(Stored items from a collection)
+-------+
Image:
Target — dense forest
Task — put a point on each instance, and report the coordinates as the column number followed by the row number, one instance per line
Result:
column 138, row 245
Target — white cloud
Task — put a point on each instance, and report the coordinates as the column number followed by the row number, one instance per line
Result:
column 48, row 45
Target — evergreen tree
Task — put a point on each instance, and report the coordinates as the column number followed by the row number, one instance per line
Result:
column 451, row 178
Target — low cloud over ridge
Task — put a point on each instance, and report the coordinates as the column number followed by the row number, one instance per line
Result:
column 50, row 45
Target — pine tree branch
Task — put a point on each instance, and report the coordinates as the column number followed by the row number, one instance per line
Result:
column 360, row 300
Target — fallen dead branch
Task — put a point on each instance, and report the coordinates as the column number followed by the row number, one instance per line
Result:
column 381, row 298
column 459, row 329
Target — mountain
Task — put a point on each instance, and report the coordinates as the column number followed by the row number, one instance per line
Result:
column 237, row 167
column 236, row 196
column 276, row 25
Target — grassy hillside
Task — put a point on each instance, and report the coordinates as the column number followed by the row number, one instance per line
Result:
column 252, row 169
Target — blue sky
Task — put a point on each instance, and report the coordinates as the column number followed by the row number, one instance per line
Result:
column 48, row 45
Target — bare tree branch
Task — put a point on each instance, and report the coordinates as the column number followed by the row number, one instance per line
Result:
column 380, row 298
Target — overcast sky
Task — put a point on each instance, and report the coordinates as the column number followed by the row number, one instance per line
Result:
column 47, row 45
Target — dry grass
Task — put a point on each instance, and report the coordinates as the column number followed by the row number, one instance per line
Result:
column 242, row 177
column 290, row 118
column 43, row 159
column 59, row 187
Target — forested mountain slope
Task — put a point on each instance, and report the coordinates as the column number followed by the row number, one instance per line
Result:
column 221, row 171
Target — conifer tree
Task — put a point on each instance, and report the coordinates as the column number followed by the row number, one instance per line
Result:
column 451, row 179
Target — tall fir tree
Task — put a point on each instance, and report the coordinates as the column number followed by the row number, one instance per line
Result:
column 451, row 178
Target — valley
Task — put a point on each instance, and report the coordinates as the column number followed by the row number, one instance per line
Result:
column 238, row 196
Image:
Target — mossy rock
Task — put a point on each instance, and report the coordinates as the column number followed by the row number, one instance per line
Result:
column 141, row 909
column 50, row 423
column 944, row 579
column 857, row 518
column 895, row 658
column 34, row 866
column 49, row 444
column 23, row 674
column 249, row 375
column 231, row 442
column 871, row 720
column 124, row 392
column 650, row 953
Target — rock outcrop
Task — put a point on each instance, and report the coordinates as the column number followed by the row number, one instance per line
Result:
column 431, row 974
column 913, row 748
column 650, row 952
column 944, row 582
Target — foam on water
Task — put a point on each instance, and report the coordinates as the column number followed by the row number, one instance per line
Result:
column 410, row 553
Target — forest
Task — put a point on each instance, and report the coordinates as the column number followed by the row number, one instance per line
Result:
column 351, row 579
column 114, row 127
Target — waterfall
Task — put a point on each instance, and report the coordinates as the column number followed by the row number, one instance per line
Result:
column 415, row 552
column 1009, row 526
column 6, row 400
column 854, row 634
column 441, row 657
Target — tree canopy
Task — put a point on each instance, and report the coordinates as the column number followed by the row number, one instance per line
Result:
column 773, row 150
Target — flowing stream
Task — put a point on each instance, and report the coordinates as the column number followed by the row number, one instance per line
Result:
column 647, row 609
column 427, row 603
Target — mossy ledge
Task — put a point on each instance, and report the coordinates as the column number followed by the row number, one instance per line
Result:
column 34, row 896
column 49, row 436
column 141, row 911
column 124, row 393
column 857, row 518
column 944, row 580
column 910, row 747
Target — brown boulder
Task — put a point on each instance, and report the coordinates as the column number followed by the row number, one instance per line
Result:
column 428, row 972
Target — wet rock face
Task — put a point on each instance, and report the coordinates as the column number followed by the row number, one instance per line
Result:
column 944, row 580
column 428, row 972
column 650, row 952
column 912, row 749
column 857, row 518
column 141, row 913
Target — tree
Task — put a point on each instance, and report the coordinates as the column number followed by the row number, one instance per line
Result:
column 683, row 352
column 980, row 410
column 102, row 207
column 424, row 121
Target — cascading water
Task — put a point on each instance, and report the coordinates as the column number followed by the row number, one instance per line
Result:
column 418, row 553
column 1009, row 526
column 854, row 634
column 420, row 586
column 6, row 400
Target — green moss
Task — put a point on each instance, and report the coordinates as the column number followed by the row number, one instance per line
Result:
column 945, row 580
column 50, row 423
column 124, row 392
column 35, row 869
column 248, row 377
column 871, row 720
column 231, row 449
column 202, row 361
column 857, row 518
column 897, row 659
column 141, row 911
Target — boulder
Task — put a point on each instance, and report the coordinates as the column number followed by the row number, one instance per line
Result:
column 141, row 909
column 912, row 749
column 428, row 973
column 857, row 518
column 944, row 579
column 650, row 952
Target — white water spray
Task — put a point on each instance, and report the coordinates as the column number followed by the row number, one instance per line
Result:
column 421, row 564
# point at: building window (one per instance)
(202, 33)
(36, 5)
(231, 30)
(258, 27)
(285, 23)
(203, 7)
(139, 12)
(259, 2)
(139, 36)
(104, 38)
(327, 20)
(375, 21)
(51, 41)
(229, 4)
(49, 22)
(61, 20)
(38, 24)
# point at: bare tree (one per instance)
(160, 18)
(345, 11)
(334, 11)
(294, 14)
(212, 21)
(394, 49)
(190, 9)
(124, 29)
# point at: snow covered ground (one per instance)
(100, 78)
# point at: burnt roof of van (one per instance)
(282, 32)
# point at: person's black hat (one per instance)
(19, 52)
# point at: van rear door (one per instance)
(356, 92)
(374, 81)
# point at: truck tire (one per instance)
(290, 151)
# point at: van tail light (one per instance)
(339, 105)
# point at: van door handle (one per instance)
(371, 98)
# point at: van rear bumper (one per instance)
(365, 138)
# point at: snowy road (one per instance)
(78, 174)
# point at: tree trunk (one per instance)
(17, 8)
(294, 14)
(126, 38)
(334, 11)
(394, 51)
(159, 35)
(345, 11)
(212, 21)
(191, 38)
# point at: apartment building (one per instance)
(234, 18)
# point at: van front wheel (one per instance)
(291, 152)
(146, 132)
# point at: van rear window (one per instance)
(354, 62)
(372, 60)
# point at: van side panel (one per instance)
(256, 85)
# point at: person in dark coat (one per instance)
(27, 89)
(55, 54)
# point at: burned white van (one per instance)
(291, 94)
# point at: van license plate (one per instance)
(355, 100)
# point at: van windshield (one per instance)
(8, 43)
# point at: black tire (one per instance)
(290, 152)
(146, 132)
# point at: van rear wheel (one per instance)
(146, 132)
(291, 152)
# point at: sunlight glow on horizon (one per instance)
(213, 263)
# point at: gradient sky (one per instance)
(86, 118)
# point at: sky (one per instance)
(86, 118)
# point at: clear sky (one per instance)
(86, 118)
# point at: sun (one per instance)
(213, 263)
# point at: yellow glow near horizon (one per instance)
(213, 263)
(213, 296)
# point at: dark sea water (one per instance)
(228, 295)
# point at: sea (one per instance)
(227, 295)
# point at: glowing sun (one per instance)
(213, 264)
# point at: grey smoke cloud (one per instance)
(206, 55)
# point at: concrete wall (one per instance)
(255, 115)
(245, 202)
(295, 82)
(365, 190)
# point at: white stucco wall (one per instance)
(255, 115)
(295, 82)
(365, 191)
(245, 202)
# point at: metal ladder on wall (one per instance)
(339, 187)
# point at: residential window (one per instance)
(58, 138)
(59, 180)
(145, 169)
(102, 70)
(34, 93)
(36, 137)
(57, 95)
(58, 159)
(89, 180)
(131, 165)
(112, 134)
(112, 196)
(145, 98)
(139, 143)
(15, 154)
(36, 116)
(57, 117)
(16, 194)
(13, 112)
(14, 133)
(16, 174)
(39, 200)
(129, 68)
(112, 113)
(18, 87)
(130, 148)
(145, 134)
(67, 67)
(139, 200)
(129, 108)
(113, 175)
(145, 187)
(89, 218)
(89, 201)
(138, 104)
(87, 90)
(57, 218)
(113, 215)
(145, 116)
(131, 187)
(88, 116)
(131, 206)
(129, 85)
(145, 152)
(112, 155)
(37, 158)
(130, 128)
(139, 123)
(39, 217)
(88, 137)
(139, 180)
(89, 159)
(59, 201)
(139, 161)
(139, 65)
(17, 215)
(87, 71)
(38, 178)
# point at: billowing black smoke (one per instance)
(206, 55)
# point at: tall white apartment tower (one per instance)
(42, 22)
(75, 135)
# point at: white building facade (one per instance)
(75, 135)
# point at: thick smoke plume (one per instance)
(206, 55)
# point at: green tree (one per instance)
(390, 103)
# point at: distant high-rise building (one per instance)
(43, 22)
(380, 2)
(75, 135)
+-------+
Extract from the data every line where "mossy" shows up.

Target — mossy rock
Target — mossy ledge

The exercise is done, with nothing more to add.